- [PETUNJUK TUGAS]
1. Menurut teks tentang kasus Hasto Kristiyanto, ke pengadilan mana jaksa KPK melimpahkan pokok perkaranya pada awal Maret 2025?
2. Lanjutkan teks tentang kasus Hasto Kristiyanto dari kalimat terakhir yang tercantum.
───── POTONGAN DOKUMEN
Awal Mula Hasto Terjerat Kasus Masiku hingga Duduk di Kursi Pesakitan

CNN Indonesia
Jumat, 25 Jul 2025 07:26 WIB
Sekretaris Jenderal PDIP Hasto Kristiyanto menanti vonis dalam perkara perintangan penyidikan kasus Harun Masiku. Bagaimana kasus tersebut bermula?
Sekretaris Jenderal PDIP Hasto Kristiyanto menanti vonis dalam perkara perintangan penyidikan kasus Harun Masiku. (ANTARA FOTO/BAYU PRATAMA S)

Pokok perkara Hasto Kristiyanto resmi dilimpahkan ke Pengadilan Tindak Pidana Korupsi (Tipikor) pada PN Jakarta Pusat oleh jaksa penuntut umum (JPU) Komisi Pemberantasan Korupsi (KPK) pada awal Maret 2025.

Permohonan praperadilan yang diajukan Hasto sebelumnya dinyatakan gugur oleh hakim.

"Mengadili: satu, menyatakan permohonan Praperadilan oleh pemohon gugur," kata hakim dalam amar putusan yang dibacakan, PN Jakarta Selatan, Senin (10/3).
──────────
───── DATA YANG DIBERIKAN
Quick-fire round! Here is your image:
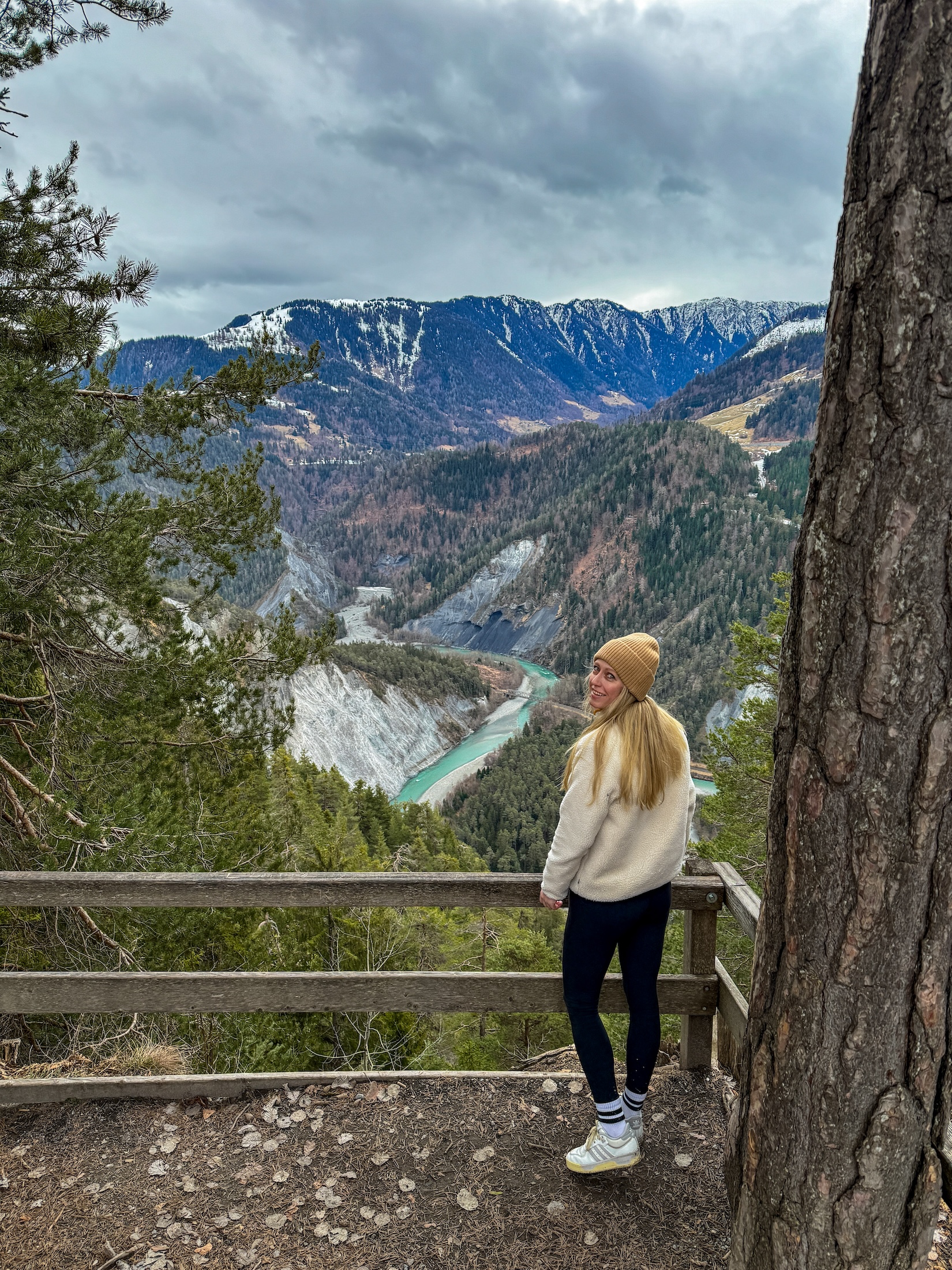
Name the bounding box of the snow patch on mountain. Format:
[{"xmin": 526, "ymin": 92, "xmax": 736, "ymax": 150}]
[
  {"xmin": 744, "ymin": 318, "xmax": 826, "ymax": 357},
  {"xmin": 202, "ymin": 305, "xmax": 299, "ymax": 353}
]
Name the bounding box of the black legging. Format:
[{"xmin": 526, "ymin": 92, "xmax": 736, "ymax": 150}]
[{"xmin": 563, "ymin": 883, "xmax": 672, "ymax": 1103}]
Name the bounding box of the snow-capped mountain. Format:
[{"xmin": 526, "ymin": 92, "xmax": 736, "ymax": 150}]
[{"xmin": 115, "ymin": 296, "xmax": 822, "ymax": 450}]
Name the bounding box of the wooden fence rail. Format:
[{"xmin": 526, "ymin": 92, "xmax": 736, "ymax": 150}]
[
  {"xmin": 0, "ymin": 870, "xmax": 725, "ymax": 913},
  {"xmin": 0, "ymin": 970, "xmax": 717, "ymax": 1011},
  {"xmin": 0, "ymin": 870, "xmax": 728, "ymax": 1087}
]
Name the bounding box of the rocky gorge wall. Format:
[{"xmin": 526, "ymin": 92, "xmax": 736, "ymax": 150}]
[
  {"xmin": 406, "ymin": 535, "xmax": 561, "ymax": 658},
  {"xmin": 287, "ymin": 662, "xmax": 477, "ymax": 798}
]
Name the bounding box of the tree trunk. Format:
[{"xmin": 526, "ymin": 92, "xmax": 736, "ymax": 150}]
[{"xmin": 728, "ymin": 0, "xmax": 952, "ymax": 1270}]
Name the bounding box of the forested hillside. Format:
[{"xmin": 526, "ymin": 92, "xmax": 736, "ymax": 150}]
[
  {"xmin": 748, "ymin": 377, "xmax": 820, "ymax": 440},
  {"xmin": 444, "ymin": 719, "xmax": 584, "ymax": 872},
  {"xmin": 650, "ymin": 334, "xmax": 824, "ymax": 436},
  {"xmin": 756, "ymin": 440, "xmax": 814, "ymax": 523},
  {"xmin": 317, "ymin": 421, "xmax": 796, "ymax": 738}
]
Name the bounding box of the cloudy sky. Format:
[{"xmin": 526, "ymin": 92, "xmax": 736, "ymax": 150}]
[{"xmin": 2, "ymin": 0, "xmax": 867, "ymax": 338}]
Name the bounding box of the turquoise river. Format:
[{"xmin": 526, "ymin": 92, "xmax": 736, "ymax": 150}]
[
  {"xmin": 392, "ymin": 649, "xmax": 715, "ymax": 802},
  {"xmin": 393, "ymin": 659, "xmax": 559, "ymax": 802}
]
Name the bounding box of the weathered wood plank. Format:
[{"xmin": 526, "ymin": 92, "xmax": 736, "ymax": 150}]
[
  {"xmin": 715, "ymin": 860, "xmax": 760, "ymax": 940},
  {"xmin": 0, "ymin": 870, "xmax": 724, "ymax": 912},
  {"xmin": 715, "ymin": 958, "xmax": 748, "ymax": 1045},
  {"xmin": 680, "ymin": 909, "xmax": 717, "ymax": 1071},
  {"xmin": 0, "ymin": 1071, "xmax": 584, "ymax": 1107},
  {"xmin": 0, "ymin": 970, "xmax": 717, "ymax": 1015}
]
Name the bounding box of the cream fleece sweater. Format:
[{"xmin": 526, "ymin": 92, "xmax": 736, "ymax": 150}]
[{"xmin": 542, "ymin": 728, "xmax": 696, "ymax": 901}]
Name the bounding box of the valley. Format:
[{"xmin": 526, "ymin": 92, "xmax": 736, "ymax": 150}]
[{"xmin": 155, "ymin": 297, "xmax": 823, "ymax": 823}]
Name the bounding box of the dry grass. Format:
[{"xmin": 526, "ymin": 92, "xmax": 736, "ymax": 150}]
[{"xmin": 0, "ymin": 1041, "xmax": 189, "ymax": 1081}]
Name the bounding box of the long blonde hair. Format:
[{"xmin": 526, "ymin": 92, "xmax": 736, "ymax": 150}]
[{"xmin": 563, "ymin": 687, "xmax": 688, "ymax": 810}]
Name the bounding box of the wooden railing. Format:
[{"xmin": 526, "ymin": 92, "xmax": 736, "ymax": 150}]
[
  {"xmin": 0, "ymin": 871, "xmax": 736, "ymax": 1068},
  {"xmin": 712, "ymin": 860, "xmax": 760, "ymax": 1072}
]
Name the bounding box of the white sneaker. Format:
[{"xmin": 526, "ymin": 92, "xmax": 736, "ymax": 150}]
[{"xmin": 565, "ymin": 1124, "xmax": 641, "ymax": 1174}]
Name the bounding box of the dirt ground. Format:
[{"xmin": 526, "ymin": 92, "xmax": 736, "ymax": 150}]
[{"xmin": 0, "ymin": 1067, "xmax": 947, "ymax": 1270}]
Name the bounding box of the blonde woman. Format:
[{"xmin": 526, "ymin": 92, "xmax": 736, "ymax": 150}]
[{"xmin": 539, "ymin": 634, "xmax": 694, "ymax": 1174}]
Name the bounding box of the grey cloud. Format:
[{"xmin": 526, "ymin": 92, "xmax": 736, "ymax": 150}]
[{"xmin": 4, "ymin": 0, "xmax": 865, "ymax": 334}]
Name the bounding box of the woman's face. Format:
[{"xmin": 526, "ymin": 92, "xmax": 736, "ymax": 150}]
[{"xmin": 589, "ymin": 658, "xmax": 624, "ymax": 710}]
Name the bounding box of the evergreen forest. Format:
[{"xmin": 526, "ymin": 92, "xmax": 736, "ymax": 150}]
[{"xmin": 325, "ymin": 419, "xmax": 796, "ymax": 741}]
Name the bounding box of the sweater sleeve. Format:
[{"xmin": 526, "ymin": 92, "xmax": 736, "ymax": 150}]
[
  {"xmin": 542, "ymin": 741, "xmax": 614, "ymax": 899},
  {"xmin": 684, "ymin": 752, "xmax": 697, "ymax": 851}
]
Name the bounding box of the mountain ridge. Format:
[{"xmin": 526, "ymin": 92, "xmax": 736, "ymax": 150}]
[{"xmin": 113, "ymin": 294, "xmax": 817, "ymax": 462}]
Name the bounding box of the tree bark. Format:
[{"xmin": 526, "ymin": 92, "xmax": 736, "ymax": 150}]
[{"xmin": 728, "ymin": 0, "xmax": 952, "ymax": 1270}]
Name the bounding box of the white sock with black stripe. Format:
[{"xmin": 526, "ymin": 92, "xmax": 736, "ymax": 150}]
[
  {"xmin": 622, "ymin": 1085, "xmax": 647, "ymax": 1120},
  {"xmin": 595, "ymin": 1099, "xmax": 627, "ymax": 1138}
]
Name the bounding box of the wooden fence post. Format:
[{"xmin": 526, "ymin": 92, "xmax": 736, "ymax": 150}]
[{"xmin": 680, "ymin": 858, "xmax": 717, "ymax": 1071}]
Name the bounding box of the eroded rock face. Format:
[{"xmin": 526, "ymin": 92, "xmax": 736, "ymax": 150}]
[
  {"xmin": 288, "ymin": 663, "xmax": 485, "ymax": 798},
  {"xmin": 255, "ymin": 531, "xmax": 338, "ymax": 627},
  {"xmin": 407, "ymin": 536, "xmax": 561, "ymax": 656}
]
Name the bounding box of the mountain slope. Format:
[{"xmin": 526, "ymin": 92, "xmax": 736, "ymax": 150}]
[
  {"xmin": 649, "ymin": 305, "xmax": 825, "ymax": 443},
  {"xmin": 315, "ymin": 420, "xmax": 796, "ymax": 739},
  {"xmin": 114, "ymin": 296, "xmax": 812, "ymax": 464}
]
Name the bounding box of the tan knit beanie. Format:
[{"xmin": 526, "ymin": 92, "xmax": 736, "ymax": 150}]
[{"xmin": 595, "ymin": 631, "xmax": 660, "ymax": 701}]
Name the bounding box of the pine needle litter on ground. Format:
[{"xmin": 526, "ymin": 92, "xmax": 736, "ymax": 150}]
[{"xmin": 0, "ymin": 1067, "xmax": 942, "ymax": 1270}]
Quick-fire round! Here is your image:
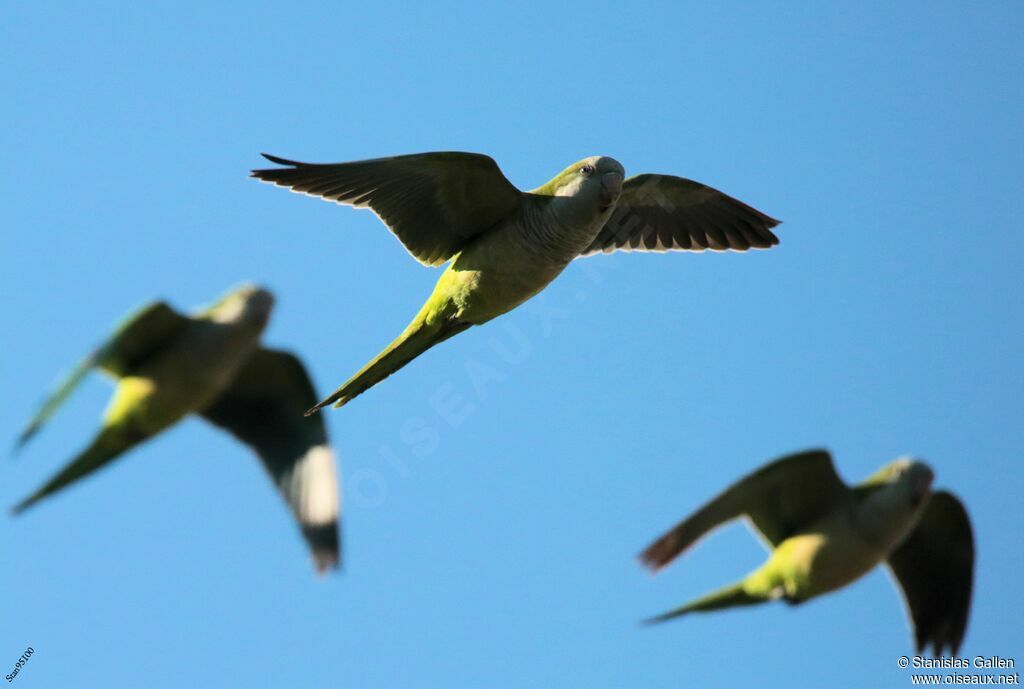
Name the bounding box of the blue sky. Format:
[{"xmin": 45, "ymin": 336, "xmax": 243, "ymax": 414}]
[{"xmin": 0, "ymin": 2, "xmax": 1024, "ymax": 689}]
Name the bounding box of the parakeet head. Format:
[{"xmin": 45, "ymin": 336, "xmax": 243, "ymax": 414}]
[
  {"xmin": 207, "ymin": 283, "xmax": 273, "ymax": 330},
  {"xmin": 862, "ymin": 457, "xmax": 935, "ymax": 544},
  {"xmin": 532, "ymin": 156, "xmax": 626, "ymax": 219}
]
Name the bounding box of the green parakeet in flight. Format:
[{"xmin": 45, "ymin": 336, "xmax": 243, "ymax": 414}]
[
  {"xmin": 252, "ymin": 153, "xmax": 778, "ymax": 413},
  {"xmin": 640, "ymin": 449, "xmax": 974, "ymax": 655},
  {"xmin": 14, "ymin": 286, "xmax": 340, "ymax": 571}
]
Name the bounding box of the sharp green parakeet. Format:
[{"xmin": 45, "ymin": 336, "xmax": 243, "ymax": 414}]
[
  {"xmin": 14, "ymin": 286, "xmax": 340, "ymax": 571},
  {"xmin": 640, "ymin": 449, "xmax": 974, "ymax": 655},
  {"xmin": 252, "ymin": 153, "xmax": 778, "ymax": 413}
]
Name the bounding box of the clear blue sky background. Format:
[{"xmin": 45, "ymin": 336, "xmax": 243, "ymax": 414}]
[{"xmin": 0, "ymin": 2, "xmax": 1024, "ymax": 689}]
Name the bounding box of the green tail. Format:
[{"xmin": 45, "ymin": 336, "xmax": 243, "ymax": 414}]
[
  {"xmin": 644, "ymin": 579, "xmax": 770, "ymax": 625},
  {"xmin": 11, "ymin": 426, "xmax": 150, "ymax": 514},
  {"xmin": 306, "ymin": 315, "xmax": 470, "ymax": 416}
]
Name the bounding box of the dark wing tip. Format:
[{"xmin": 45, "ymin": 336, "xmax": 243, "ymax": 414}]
[
  {"xmin": 260, "ymin": 153, "xmax": 305, "ymax": 168},
  {"xmin": 637, "ymin": 539, "xmax": 675, "ymax": 574},
  {"xmin": 313, "ymin": 548, "xmax": 341, "ymax": 576},
  {"xmin": 249, "ymin": 154, "xmax": 311, "ymax": 182}
]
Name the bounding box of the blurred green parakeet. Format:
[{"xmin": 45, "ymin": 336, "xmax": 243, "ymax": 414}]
[
  {"xmin": 252, "ymin": 153, "xmax": 778, "ymax": 413},
  {"xmin": 14, "ymin": 286, "xmax": 340, "ymax": 571},
  {"xmin": 640, "ymin": 449, "xmax": 974, "ymax": 655}
]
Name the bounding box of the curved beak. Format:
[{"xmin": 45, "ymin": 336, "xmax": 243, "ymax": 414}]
[{"xmin": 601, "ymin": 172, "xmax": 623, "ymax": 211}]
──────────
- [HASIL LATIHAN]
1. Ke Pengadilan Tindak Pidana Korupsi (Tipikor) pada PN Jakarta Pusat.

2.
Proses persidangan pun dimulai. Hasto menjalani sidang perdana di di Pengadilan Tipikor Jakarta, Jumat, (14/3).

Ia didakwa melanggar Pasal 21 UU Tipikor Jo Pasal 65 ayat 1 KUHP, yang mengatur ancaman pidana penjara minimal 3 tahun dan maksimal 12 tahun, serta denda antara Rp150 juta hingga Rp600 juta. Ia juga didakwa melanggar Pasal 5 ayat 1 huruf a atau Pasal 13 UU Tipikor Jo Pasal 55 ayat 1 ke-1 KUHP Jo Pasal 64 ayat 1 KUHP.

Sidang kemudian berlanjut dengan pembacaan eksepsi atau nota keberatan oleh tim penasihat hukum Hasto pada Jumat (21/3).

Dalam eksepsi tersebut, Hasto meminta majelis hakim membebaskan dirinya dari dakwaan dengan alasan adanya keraguan dalam pembuktian unsur pidana dan penerapan hukum oleh JPU KPK.

Ia juga membantah memiliki motif untuk menyuap mantan Komisioner KPU Wahyu Setiawan maupun melakukan perintangan penangkapan Harun Masiku.

Namun, dalam sidang lanjutan pada Kamis (17/4), Wahyu Setiawan justru memberikan keterangan bahwa dirinya sempat ditawari uang operasional untuk membantu Harun masuk ke DPR RI menggantikan Nazarudin Kiemas yang meninggal dunia.

Dalam Berita Acara Pemeriksaan (BAP), Wahyu menyebut tawaran itu datang dari Saeful Bahri, Agustiani Tio Fridelina, dan Donny Tri Istiqomah, yang disebut sebagai utusan Hasto. Namun, Wahyu mengaku tidak mengetahui sumber uang yang diduga sebagai suap tersebut.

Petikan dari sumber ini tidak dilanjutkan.